* [Textauszug]:
______

Diese Stimme muss gehört werden: »Silence Radio« von Juliana Fanjul

Ein Dokumentarfilm mit einer sympathischen Hauptfigur kann kaum misslingen. Also hat die in der Schweiz lebende Exilmexikanerin Juliana Fanjul alles richtig gemacht. Ihre Dokumentation »Silence Radio« dreht sich um eine ebenso mutige wie charmante Journalistin, die unermüdlich gegen eine korrupte Medien- und Politikszene in Mexiko kämpft. Der englische Titel (ursprünglich »Radio Silence«) dieser schweizerisch-mexikanischen Coproduktion sollte wohl die Chancen auf dem internationalen Filmmarkt erhöhen.

Und um ein international wichtiges Thema handelt es sich bei dem Fall der Journalistin und Radiomoderatorin Carmen Aristegui ganz bestimmt. Wie in Russland, weiteren Staaten der ehemaligen Sowjetunion und sogar im EU-Staat Malta müssen auch in Mexiko investigative Journalisten um ihr Leben fürchten, wenn sie als Bedrohung der Mächtigen angesehen werden.

Hierzulande überraschen dürfte allerdings das Mexiko-Bild, das der Film zeichnet. Ja, dass der Norden, an der Grenze zu den USA, eine Todeszone ist, wissen wir bereits aus Drogen-Schmuggel-Thrillern à la »Sicario«. Dass aber Mexiko insgesamt sich ziemlich weit von einem geordenten Staatswesen entfernt hat, ist den meisten von uns weniger bewusst. In der Tagesschau war der mexikanische Präsident als eher sympathischer Gegenpart zum ungeliebten Präsidenten Trump zu sehen.

______

Schreibe die Filmkritik zu »Silence Radio« im Anschluss an ihren letzten Satz weiter. Die Zeilen stehen in keinem Zusammenhang mit der Filmkritik zu »Silence Radio«.

* [Entnommene Zeilen]:
______

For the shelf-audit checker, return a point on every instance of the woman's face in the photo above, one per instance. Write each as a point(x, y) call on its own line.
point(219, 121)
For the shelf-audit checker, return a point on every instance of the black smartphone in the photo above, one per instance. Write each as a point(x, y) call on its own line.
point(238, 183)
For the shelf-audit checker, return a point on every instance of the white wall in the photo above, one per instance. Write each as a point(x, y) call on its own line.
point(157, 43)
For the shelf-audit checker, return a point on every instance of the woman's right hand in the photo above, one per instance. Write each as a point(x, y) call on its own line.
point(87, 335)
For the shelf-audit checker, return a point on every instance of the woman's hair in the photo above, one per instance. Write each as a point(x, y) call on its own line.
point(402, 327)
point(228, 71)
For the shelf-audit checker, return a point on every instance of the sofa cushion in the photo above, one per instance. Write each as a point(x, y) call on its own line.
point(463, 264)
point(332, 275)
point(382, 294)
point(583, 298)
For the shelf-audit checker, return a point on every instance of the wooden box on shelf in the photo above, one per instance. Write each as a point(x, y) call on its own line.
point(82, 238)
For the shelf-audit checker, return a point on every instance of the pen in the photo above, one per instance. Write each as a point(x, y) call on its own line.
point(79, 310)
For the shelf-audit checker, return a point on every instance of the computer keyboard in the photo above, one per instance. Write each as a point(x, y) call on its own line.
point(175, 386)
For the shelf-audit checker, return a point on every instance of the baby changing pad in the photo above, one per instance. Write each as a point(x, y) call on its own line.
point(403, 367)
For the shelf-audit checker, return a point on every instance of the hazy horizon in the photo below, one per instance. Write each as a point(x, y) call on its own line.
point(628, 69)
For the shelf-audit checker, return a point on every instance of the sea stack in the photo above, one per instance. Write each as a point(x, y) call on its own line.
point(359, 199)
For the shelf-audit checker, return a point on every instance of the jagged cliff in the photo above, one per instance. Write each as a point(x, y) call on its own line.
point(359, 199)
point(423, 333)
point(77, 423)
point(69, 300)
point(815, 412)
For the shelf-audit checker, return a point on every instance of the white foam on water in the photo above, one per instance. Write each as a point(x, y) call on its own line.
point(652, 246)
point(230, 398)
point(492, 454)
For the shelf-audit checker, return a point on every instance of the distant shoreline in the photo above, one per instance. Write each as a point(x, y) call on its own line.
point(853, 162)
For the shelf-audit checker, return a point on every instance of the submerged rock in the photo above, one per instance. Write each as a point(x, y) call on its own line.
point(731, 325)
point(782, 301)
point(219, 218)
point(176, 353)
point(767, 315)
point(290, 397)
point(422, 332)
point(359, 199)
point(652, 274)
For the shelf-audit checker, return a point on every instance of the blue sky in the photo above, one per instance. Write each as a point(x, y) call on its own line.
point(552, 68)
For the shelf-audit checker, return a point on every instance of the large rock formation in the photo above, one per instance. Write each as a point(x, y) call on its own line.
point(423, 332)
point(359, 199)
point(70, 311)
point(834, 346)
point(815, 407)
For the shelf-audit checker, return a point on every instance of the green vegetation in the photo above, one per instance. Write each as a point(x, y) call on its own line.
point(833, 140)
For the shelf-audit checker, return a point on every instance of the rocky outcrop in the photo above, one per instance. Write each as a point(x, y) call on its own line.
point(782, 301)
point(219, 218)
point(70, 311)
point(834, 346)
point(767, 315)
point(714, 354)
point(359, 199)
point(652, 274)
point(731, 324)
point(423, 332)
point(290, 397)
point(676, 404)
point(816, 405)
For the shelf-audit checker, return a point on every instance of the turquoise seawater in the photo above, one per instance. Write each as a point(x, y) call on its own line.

______

* [Ergebnis]:
Doch das viele Geld, das in Mexiko durch den Drogenhandel verdient wird, wirkt wie ein Virus in Politik und Medien. Da kommt eine mutige Frau wie Carmen Aristegui mit ihrem Team in Radio und TV äußerst ungelegen. Denn sie deckt auf, dass Präsident Enrique Peña Nieto seine Jura-Examensarbeit zu großen Teilen abgeschrieben hat (kommt uns irgendwie bekannt vor), dass seine Luxusvilla letztendlich mit Drogengeld gebaut wurde und dass auch die Medienwelt korrupt ist.

Als sie im März 2015 mit ihrem Team vom MVS-Sender entlassen wurde, brach ein Proteststurm los. Mehr als 200.000 Menschen forderten in einer Petiton die Rücknahme der Kündigung. In einem Land, in dem Menschen verschwinden, von denen später nur noch Überreste gefunden werden, und Leichen an Brückengeländern hängen, wird in Massendemonstrationen nach Gerechtigkeit gerufen. Hier sind wütende Menschen unterwegs, die auf ihr Land wieder uneingeschränkt stolz sein möchten.

Ohne nachzulassen kämpft Aristegui gegen die Missstände, fliegt nach Washington, um internationale Unterstützung zu bekommen, genießt das Bad in der Menge der Sympathisanten, gibt den Bitten um Selfies nach, ohne zu murren. Man muss sie einfach mögen.

Die Übermacht der Gegenseite ist so groß, dass man manchmal den Atem anhält. Ein nächtlicher Einbruch in ihr unabhängiges Internet-Studio lässt Schlimmes befürchten. Es bleibt aber im Fall der international geehrten Kämpferin für die Pressefreiheit bei Drohungen.

Der optimistisch gestimmten Filmemacherin ging es vor allem um Hoffnung, und so kommt es in ihrem Teil der Geschichte noch einmal zu einem guten Ende. Für wie lange?

Claus Wecker

SILENCE RADIO
von Juliana Fanjul, Schweiz/Mexiko 2019, 78 Min.
Dokumentarfilm

 

Ab Do., 15.04.2021 über die teilnehmenden Kinos von Cinemalovers, bei kino-on-demand.com, auf der hauseigenen Plattform des Kinos Mal Sehn‘ in Frankfurt und beim Indiekino Club in Berlin.

Premieren-Filmgespräch mit Regisseurin Juliana Fanjul und Protagonistin Carmen Aristegui am 15.04. (20.30h – 21.30h) per Live-Stream über Cinemalovers und die YouTube Kanäle vom Deutschen Filmmuseum und jip film & verleih.